[DATASET RECORDS Boundary: Start]

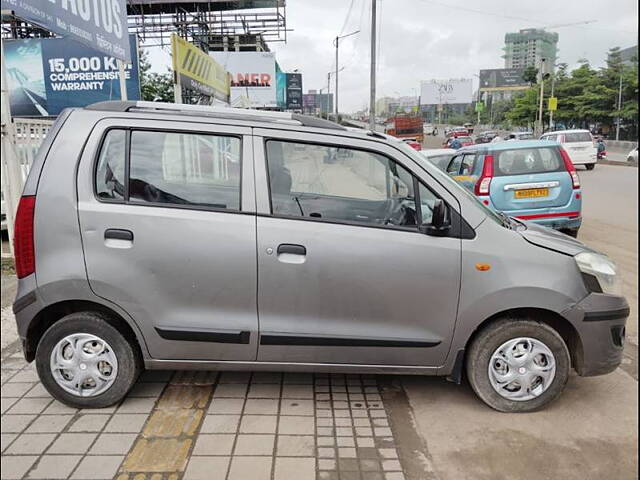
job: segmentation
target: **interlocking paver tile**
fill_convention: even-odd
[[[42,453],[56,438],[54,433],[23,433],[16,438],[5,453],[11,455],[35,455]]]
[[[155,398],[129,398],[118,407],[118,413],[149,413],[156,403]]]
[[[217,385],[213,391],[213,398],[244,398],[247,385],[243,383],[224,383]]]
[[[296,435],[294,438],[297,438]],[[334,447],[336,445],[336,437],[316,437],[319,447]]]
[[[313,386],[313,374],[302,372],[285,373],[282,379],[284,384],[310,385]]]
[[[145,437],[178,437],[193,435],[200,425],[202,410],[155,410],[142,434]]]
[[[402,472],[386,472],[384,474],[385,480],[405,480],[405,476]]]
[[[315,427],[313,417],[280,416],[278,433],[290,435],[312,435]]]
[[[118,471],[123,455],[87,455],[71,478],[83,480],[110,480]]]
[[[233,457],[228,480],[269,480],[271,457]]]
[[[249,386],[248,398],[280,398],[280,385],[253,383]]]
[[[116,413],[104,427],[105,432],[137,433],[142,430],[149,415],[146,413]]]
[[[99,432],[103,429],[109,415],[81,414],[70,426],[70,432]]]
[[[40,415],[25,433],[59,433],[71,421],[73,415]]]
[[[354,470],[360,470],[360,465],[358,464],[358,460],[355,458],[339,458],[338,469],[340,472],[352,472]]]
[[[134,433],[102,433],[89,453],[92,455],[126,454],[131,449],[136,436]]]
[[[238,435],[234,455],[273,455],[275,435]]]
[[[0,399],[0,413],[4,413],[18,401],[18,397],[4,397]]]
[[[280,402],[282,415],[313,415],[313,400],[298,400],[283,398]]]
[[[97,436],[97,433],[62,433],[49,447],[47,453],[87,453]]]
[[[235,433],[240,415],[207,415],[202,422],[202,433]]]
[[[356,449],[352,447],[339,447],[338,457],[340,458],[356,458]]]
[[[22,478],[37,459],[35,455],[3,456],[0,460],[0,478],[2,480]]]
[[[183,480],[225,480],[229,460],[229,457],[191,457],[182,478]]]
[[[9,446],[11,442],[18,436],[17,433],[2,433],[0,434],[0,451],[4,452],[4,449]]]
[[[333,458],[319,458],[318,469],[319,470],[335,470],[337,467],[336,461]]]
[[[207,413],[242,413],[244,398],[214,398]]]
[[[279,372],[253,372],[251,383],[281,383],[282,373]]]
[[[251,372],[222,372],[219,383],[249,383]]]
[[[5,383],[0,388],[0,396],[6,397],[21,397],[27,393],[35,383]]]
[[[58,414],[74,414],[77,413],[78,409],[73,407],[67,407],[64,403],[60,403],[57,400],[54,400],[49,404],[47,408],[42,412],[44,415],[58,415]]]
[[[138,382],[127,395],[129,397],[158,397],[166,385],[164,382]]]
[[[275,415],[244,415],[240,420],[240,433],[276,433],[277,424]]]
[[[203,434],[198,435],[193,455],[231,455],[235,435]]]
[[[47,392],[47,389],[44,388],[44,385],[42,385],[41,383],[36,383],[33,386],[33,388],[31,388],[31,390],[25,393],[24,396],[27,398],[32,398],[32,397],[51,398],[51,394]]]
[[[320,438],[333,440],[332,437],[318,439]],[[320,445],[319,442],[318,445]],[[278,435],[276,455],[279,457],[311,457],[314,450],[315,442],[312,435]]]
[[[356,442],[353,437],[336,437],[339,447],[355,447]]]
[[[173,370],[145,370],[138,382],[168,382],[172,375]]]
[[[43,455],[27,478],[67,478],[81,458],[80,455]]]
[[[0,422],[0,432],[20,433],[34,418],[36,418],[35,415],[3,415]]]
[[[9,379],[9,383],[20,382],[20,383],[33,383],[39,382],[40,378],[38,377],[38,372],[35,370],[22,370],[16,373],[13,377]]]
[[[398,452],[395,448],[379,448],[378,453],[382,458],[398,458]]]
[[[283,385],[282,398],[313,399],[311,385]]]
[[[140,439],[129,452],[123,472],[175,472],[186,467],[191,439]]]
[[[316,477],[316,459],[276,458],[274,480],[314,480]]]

[DATASET RECORDS Boundary: End]

### TASK DIRECTIONS
The answer must be the lines of the entries above, written out exactly from the first through the one with "target: **interlocking paver tile**", and no pictures.

### EXERCISE OUTPUT
job: segmentation
target: **interlocking paver tile**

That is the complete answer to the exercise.